Given request:
Which lines in the data below contain the string "cloud"? Copy each of them.

** Start **

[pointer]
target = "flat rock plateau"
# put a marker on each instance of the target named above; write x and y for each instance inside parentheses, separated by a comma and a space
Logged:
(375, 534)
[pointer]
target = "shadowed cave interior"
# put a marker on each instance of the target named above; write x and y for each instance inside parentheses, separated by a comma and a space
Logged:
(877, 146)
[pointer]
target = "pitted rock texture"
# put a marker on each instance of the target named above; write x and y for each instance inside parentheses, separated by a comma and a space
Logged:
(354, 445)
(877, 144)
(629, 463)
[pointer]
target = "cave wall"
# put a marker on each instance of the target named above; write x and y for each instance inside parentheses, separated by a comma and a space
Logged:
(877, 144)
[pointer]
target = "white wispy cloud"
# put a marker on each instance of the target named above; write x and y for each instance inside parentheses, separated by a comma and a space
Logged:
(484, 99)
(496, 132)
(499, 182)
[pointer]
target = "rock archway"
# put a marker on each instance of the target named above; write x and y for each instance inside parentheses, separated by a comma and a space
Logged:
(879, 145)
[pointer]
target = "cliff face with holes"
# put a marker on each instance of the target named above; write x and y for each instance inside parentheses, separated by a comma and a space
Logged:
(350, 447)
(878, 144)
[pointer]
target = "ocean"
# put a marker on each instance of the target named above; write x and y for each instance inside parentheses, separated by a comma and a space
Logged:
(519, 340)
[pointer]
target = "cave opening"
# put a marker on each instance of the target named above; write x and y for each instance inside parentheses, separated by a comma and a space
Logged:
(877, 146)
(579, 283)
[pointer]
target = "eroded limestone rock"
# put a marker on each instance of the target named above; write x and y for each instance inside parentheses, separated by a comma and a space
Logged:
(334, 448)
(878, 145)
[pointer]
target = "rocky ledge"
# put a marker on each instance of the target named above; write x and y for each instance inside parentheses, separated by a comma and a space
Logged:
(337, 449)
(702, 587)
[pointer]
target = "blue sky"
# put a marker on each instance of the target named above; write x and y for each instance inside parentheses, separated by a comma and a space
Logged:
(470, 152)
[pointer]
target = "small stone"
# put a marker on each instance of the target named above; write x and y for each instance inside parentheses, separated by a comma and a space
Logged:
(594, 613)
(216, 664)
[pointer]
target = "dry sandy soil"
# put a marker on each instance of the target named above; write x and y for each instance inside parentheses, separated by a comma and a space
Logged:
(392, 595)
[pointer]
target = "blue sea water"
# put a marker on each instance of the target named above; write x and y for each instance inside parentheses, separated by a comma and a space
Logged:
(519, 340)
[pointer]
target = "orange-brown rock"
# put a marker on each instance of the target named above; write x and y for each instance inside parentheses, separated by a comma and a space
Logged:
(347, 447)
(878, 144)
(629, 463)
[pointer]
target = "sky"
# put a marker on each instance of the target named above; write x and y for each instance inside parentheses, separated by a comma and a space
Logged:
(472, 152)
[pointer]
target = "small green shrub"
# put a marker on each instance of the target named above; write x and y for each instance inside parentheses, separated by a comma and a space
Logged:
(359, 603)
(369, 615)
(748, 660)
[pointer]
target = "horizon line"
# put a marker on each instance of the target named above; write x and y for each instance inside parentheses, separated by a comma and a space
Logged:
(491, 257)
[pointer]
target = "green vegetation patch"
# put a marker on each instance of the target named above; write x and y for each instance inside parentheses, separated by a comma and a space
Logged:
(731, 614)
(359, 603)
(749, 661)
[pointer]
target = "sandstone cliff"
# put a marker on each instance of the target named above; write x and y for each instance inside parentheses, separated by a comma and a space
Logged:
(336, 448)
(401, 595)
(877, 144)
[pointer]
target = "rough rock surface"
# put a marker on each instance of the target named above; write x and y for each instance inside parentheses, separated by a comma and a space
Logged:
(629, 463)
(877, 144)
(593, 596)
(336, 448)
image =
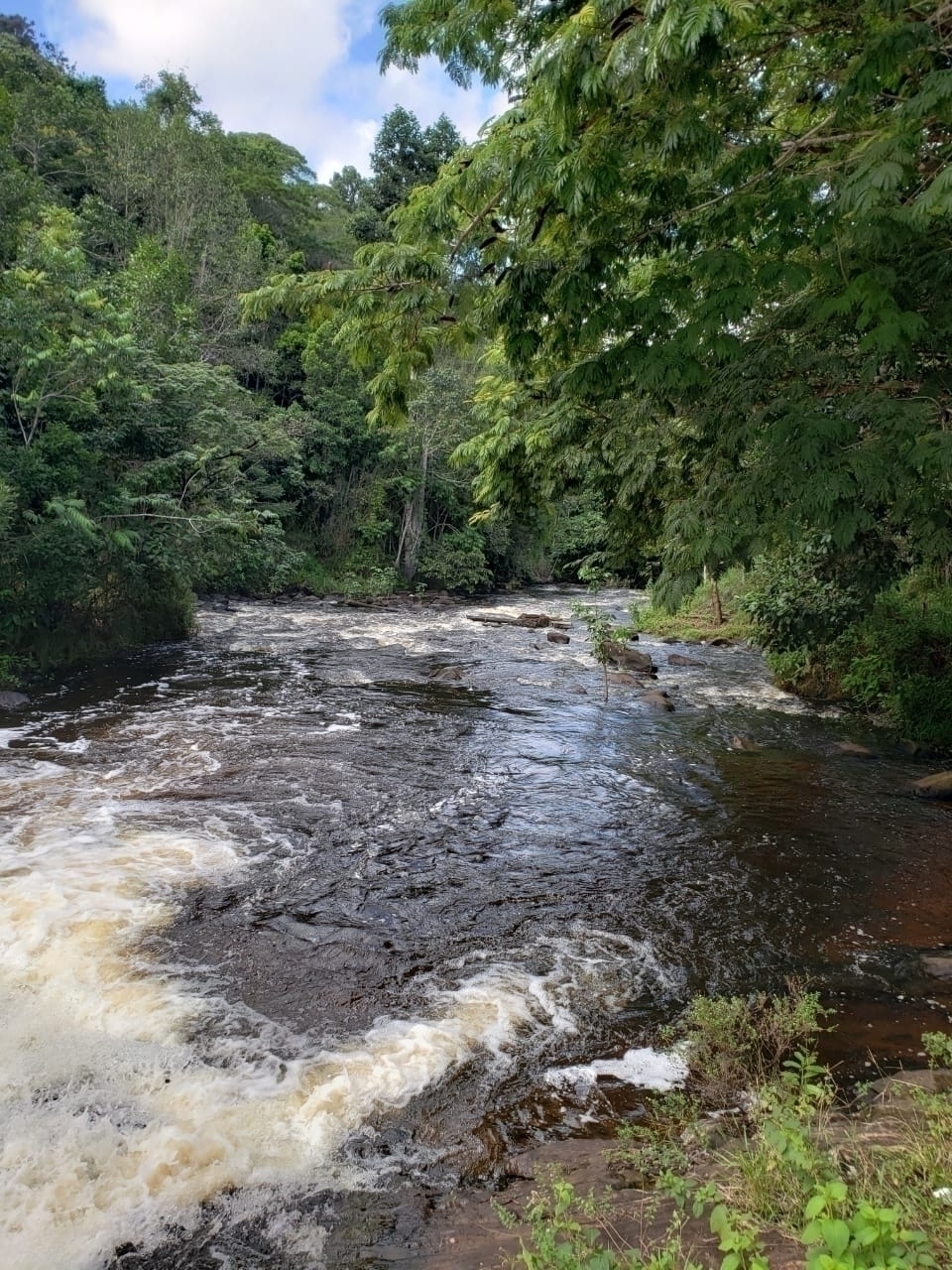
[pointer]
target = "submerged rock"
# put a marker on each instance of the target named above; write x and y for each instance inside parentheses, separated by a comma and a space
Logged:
(448, 675)
(937, 786)
(938, 965)
(657, 699)
(629, 658)
(848, 747)
(679, 659)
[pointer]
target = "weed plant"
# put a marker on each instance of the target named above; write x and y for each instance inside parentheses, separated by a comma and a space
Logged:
(802, 1176)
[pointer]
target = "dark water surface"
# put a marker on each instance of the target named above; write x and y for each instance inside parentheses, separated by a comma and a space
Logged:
(294, 926)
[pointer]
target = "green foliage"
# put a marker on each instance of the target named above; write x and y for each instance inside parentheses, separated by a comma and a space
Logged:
(696, 616)
(892, 662)
(805, 597)
(897, 662)
(707, 241)
(938, 1049)
(602, 634)
(737, 1044)
(858, 1206)
(454, 561)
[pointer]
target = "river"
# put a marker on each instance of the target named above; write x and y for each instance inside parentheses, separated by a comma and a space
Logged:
(298, 919)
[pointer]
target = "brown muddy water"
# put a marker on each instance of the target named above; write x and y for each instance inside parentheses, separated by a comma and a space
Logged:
(298, 938)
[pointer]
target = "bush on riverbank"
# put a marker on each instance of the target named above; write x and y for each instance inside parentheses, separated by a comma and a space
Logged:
(696, 617)
(800, 1184)
(893, 663)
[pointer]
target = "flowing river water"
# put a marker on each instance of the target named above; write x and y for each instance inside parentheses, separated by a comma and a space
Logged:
(301, 920)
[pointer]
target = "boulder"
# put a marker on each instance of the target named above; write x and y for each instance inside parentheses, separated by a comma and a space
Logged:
(448, 675)
(938, 965)
(629, 658)
(938, 786)
(657, 699)
(849, 747)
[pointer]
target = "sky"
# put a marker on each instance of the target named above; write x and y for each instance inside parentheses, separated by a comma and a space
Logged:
(303, 70)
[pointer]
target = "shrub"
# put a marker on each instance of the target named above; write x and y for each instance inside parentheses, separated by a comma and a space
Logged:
(897, 661)
(737, 1044)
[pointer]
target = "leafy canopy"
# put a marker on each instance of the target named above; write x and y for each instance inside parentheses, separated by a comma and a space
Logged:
(711, 241)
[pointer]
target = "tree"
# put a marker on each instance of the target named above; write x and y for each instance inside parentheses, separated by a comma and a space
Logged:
(712, 241)
(407, 155)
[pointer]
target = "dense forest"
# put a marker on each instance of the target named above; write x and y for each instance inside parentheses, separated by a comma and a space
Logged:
(682, 309)
(154, 443)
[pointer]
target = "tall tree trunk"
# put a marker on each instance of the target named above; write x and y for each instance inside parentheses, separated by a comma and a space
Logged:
(716, 602)
(412, 529)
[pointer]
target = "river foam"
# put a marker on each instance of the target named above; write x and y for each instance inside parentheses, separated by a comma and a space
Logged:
(128, 1092)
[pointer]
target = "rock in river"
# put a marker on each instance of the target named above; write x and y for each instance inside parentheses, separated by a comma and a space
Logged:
(938, 786)
(629, 658)
(658, 699)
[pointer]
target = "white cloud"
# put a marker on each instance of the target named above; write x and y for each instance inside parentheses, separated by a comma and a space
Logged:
(280, 66)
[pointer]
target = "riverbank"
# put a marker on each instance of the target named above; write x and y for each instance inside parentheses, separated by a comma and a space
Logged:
(785, 1175)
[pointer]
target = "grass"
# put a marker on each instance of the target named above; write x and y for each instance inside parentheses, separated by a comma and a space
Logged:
(802, 1180)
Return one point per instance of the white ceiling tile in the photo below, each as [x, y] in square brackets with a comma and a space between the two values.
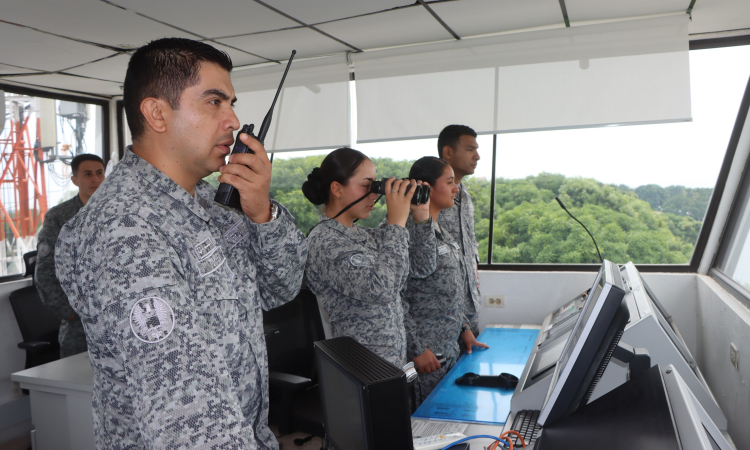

** End **

Complete output:
target = "white wispy cloud"
target = "white cloud"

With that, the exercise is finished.